▼

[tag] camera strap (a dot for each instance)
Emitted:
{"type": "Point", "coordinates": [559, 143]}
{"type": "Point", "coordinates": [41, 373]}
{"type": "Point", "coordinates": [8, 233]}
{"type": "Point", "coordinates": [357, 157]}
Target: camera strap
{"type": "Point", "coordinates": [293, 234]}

▲

_AIM OF THE EXERCISE_
Rewrite all the records, swapping "camera strap" for "neck strap" everywhere it appears and leaving everything else unchanged.

_RESPONSE TO THIS EXERCISE_
[tag] neck strap (a dot for each instance)
Emitted:
{"type": "Point", "coordinates": [559, 143]}
{"type": "Point", "coordinates": [41, 373]}
{"type": "Point", "coordinates": [8, 233]}
{"type": "Point", "coordinates": [357, 157]}
Target: neck strap
{"type": "Point", "coordinates": [293, 234]}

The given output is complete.